### Provided text:
Gathering Around A Table Of Messy Authenticity

When I was growing up, my mom always did something that never made any sense to me.  The day before the woman who cleaned our house came to clean, my mom would always make us … clean … the house.

I didn’t make sense.  Wasn’t she coming to clean?

Fast forward 20 years and here I am.  We have a company that comes in to clean the church during the week and what do I do every time I see their car pull in the parking lot?

Frantically clean my office before they come in.

I get it now.  And it’s not just that I want things picked up in my office so our cleaning crew can do the deep cleaning around it, either; it is that I want to somehow give off the illusion that I am a much tidier and more put together version of myself than I actually am.

We do this all the time, right?  We try to get in shape before we will go to the gym for the first time.  We eat healthy right before our yearly doctor appointments.  We scramble to complete half-finished projects around the house before our family and friends come over.  For some reason we want people to think that we have it all together; heaven forbid we do not finish something or do something wrong or somehow fall short.

We continue in the Gospel of Mark this morning with a series of controversy stories, stories that later set Jesus up for the opposition against him that leads to his death.  First Jesus sits down to dinner with tax-collectors and sinners; then he rejects the practice of fasting; and finally he and his disciples were found to be doing work on the Sabbath, first with gleaning in the cornfields and then by performing acts of healing, a story we looked at last week.

Jesus’ dinner with the tax collectors and sinners made me think about my mom’s (and, mine too, I suppose) insistence on a clean house before the cleaners showed up.  When asked the question, why are you eating with the tax collectors and the sinners, Jesus responded by saying:

Those who are well have no need of a physicians, but those who are sick; I have come to call not the righteous but sinners.[1]

In other words, Jesus is saying, I do not need to hang out with the perfect people.  They are not the ones who need saving.

Jesus rejected this notion that, in order to be in God’s good graces, we need to somehow be on top of the religious totem pole, that we have to be without sin.  When I read Jesus’ words, “Those who are well have no need of a physician,” I think the point he was trying to get at was, “Those who are without sin have no need for a Savior.”  The purpose of Jesus was not to find the holiest of holy people and help them elevate their standing in society, but to find the messiest of grace-seeking people and invite them to walk alongside him in ministry.

But here is where we have to be careful not to be too self-righteous.  I think it is easy to read the story of Jesus eating with the tax collectors and the sinners and put ourselves in Jesus’ shoes, interpreting it as a call to reach out to sinners and invite them to be part of our ministry.  But I think if we did that, we would miss the point; we would miss the point where Jesus called into question the religious practices of his time, the things people did that made them think they were somehow more in favor of God’s grace than other people.  The stories that follow this narrative of Jesus eating with the tax collectors and sinners remind us that perhaps we, too, might be the ones that need saving.

The controversy stories continue, first with a question about whether or not Jesus’ disciples should be fasting and then with a question about whether or not they should be keeping Sabbath.

### Set of tasks:
(1) In the sermon about Jesus dining with tax collectors, what does the writer do every time the cleaning company's car pulls into the church parking lot?
(2) Carry the sermon about Jesus dining with tax collectors and sinners forward from its final sentence.

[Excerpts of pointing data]
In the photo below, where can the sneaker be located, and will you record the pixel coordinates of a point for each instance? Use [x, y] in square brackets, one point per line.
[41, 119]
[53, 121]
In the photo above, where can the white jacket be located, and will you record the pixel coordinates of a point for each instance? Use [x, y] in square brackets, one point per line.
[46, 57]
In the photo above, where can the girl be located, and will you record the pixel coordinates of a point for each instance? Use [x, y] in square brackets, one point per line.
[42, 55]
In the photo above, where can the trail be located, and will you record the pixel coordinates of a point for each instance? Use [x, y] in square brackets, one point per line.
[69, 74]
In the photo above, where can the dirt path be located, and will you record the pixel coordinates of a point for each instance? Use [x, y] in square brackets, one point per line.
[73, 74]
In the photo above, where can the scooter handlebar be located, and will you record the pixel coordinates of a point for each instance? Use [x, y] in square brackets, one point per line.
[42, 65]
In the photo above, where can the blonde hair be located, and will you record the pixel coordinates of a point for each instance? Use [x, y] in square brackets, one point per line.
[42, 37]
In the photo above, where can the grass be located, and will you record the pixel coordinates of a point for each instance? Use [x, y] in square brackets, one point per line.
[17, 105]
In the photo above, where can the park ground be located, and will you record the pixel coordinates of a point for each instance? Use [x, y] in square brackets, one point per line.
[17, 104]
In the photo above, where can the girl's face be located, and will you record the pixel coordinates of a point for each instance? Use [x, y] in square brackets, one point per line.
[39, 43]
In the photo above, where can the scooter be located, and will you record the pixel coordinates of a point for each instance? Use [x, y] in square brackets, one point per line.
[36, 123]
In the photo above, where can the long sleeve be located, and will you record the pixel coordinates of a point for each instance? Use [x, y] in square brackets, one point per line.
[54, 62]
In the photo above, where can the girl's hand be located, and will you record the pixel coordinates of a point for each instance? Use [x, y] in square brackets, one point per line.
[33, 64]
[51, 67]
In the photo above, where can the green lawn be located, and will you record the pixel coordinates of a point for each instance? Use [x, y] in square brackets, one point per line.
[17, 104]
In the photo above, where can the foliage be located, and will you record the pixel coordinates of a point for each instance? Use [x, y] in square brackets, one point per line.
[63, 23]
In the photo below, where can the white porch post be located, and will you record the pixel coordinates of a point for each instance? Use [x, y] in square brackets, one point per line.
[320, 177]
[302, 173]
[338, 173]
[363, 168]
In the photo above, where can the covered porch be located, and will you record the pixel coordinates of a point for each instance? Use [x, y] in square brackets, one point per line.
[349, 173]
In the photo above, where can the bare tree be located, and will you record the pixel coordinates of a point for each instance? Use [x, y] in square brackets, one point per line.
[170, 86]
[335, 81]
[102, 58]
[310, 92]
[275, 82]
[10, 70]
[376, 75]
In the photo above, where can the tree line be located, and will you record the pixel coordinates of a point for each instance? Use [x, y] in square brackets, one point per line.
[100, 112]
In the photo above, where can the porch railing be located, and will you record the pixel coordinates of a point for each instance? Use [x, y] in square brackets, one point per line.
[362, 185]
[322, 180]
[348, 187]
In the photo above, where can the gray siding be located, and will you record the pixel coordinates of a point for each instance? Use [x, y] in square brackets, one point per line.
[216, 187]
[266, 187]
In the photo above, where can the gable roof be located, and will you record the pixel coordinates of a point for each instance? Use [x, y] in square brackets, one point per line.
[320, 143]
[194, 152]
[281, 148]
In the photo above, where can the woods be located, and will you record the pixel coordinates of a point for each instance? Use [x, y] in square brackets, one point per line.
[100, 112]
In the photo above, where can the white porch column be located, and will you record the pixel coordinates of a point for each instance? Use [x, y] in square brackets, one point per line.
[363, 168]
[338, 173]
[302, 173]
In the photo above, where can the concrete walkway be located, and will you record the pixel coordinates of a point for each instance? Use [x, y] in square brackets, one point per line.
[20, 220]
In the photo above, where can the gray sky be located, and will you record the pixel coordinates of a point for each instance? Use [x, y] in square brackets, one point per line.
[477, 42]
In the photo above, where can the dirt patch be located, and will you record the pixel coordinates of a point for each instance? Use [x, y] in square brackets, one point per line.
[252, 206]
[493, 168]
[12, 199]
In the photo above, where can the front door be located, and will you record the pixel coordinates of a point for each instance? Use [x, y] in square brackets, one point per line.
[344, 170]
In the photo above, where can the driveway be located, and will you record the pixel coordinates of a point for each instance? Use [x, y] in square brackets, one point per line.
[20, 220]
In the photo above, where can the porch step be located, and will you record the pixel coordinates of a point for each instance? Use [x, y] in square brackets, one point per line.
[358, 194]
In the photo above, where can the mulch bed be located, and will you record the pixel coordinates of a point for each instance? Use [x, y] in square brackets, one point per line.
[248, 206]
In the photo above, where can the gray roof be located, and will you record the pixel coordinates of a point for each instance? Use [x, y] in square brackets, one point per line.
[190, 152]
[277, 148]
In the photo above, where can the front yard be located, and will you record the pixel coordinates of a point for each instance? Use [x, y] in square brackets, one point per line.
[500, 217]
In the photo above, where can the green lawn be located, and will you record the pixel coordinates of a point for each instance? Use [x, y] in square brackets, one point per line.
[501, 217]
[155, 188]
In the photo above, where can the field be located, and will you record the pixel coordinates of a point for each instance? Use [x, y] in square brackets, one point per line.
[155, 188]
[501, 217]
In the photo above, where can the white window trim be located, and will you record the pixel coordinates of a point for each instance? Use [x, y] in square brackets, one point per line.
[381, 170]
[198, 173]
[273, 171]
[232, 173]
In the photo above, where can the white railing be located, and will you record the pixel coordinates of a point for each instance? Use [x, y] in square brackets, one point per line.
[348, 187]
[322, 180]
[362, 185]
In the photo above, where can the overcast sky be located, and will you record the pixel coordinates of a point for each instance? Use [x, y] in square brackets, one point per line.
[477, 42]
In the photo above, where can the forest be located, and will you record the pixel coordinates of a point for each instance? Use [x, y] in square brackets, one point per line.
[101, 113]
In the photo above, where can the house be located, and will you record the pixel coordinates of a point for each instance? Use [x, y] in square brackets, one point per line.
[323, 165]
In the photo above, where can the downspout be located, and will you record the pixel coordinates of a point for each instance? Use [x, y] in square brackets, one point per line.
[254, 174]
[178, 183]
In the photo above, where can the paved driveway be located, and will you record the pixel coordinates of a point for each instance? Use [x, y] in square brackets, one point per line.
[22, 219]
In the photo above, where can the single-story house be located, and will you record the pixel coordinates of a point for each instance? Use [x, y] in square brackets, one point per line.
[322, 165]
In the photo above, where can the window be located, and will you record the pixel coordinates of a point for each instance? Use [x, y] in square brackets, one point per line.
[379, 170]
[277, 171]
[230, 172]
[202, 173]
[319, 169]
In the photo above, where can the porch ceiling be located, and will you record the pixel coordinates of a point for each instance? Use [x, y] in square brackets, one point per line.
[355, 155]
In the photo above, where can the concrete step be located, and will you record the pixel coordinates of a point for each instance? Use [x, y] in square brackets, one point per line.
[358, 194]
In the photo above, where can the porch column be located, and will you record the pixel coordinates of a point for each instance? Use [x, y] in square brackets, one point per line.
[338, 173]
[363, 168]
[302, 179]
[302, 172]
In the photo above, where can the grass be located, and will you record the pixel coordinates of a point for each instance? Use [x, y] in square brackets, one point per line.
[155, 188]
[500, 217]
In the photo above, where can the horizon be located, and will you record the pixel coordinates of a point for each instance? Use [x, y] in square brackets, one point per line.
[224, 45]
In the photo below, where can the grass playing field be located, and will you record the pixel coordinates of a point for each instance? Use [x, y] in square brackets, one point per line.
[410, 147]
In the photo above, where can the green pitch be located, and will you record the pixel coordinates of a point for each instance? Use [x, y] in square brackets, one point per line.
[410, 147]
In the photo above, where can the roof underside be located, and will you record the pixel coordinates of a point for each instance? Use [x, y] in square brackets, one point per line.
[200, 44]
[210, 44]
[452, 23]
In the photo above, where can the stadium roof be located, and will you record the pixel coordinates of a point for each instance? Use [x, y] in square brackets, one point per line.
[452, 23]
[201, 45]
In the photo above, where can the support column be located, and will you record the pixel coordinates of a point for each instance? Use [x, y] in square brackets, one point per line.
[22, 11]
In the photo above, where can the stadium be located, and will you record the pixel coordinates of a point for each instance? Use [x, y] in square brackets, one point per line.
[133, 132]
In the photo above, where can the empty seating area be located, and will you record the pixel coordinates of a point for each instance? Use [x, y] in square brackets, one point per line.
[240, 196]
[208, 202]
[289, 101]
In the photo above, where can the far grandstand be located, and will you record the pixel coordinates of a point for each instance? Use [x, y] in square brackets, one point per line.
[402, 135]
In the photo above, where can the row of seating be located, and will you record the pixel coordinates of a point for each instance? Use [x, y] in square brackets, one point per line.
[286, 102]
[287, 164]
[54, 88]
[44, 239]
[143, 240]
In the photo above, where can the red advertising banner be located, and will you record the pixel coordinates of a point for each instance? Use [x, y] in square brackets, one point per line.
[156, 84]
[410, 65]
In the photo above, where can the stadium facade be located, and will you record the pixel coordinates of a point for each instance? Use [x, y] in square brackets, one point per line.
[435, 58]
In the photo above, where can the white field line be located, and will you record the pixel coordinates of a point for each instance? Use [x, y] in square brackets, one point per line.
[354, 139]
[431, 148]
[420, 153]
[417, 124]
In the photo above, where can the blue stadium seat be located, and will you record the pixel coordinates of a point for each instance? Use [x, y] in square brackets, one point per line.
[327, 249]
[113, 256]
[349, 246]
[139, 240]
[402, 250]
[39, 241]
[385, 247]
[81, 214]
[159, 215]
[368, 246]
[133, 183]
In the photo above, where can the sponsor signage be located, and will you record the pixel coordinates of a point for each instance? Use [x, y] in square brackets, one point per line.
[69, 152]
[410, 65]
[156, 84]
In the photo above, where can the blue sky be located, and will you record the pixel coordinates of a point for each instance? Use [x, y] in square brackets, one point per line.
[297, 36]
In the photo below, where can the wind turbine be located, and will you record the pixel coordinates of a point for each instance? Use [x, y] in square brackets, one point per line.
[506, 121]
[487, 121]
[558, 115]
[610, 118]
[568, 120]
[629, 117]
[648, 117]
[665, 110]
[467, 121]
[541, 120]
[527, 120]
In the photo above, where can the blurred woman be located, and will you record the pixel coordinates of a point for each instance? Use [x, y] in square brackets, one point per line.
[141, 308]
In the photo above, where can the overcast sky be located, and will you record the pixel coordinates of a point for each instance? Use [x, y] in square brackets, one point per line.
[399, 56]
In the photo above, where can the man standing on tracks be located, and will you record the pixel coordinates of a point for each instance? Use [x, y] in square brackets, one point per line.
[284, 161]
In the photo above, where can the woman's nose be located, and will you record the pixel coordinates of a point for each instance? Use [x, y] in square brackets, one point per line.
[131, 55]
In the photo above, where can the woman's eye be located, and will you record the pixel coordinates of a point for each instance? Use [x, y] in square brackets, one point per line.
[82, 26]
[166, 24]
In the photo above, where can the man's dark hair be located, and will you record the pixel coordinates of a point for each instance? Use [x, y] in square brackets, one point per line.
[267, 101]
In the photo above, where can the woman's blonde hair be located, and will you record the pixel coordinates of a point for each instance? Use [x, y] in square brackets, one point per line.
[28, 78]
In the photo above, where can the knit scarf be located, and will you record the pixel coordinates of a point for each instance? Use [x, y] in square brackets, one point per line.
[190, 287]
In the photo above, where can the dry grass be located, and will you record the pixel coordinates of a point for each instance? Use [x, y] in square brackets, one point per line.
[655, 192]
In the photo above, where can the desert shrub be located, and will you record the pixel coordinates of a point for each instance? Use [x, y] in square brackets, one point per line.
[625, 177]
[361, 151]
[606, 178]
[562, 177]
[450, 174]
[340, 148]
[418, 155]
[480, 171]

### Replies:
(1) Frantically cleans the office before the cleaners come in.

(2)
Fasting was a practice used for petitionary prayer, during times of mourning and repentance and in preparation for the day of the Lord.  John’s disciples and the Pharisees were in a time of fasting – something that was not uncommon for their stature in society – and people asked Jesus why they were fasting and Jesus’ disciples were not.

A similar question was asked of Jesus when it came to working on the Sabbath.  Jesus and his disciples were walking through a cornfield and the disciples were pulling off the heads of the grain.  The Pharisees questioned Jesus, asking him why he was allowing them to work on the Sabbath.

And here is where the whole self-righteous thing comes into play.  Because Jesus did not answer these questions of why his disciples were not fasting or working on the Sabbath by saying, “Well, yes they are sinning by doing these things, but I have been called to save sinners, which is why I am here and I am going to whip these guys into shape.”  Instead, Jesus essentially held up his hands and said, “Let them feast! Let them work!”

Jesus said something new was happening; it wasn’t coming, it was happening right then and there.  “The wedding-guests cannot fast while the bridegroom is with them, can they?”[2]he asked.  A feast was happening in this ministry God created through the life and work of Jesus and there was no time to get caught up in the minutia of religious tradition; the stakes were too high.

Jesus said you should not put new wine in old wineskins because the skins will burst and all of that new wine will be lost. Through his life, Jesus instituted a new practice, one that shattered the old way of thinking, this idea that it is our rules and our religious structures and traditions that somehow erase our sins and make us worthy of God’s grace.  Jesus said that, in fact, we were allworthy of God’s grace, no matter who we were and where we were on our journey through life.  Rich or poor, Pharisee or tax collector, Jew or Gentile – Jesus said all were welcome at the table and that table was a place where no one was greater or less than.

As members of this church, this text challenges us; because it challenges the notion that we think we’ve got it right. We all love this church so much that it is hard not to look at another church or organization and have the same Pharisitic idea that we know the right way into the Kingdom and that everyone else is doing it wrong.

But remember – Jesus shattered the old way of thinking, the strong conviction that the Pharisees somehow knew better than God who was worthy of God’s grace and where that worth came from.

I think as we read this text today, we need to keep in mind two things.

First of all, as a church, we need to open ourselves up to the possibility that we might not always be right.  OR we might be right, but somebody else who does things differently than we do might not necessarily be wrong, either.  At our core, we are human beings trying to figure something out that surpasses human understanding.  Before we stand so hard and fast in our convictions that the way we are doing something is absolutely, without question right, let us – just for a moment – open ourselves up to the possibility that God is writing a new chapter in the story of our faith.

It is a really exciting time to be part of the Church – and not just our church, either (although that is a sermon for another day, because I would argue that it is a really exciting time to be part of our church!), but the Church, as a whole.  Because people are starting to not only question the status quo, but also in doing so seek a deeper and intimate relationship with God.

The kind of relationship Jesus invited us into.

The kind of relationship that salvation is built on.

The kind of relationship where grace is found.

The second thing I want us to keep in mind as we read this text today is that one of the reasons we create these religious structures with rules and traditions and practices is because we want to not only believe that we are doing it right, but that we are going to be okay in the end.

And that’s the thing – we are.  That’s why Jesus came in the first place.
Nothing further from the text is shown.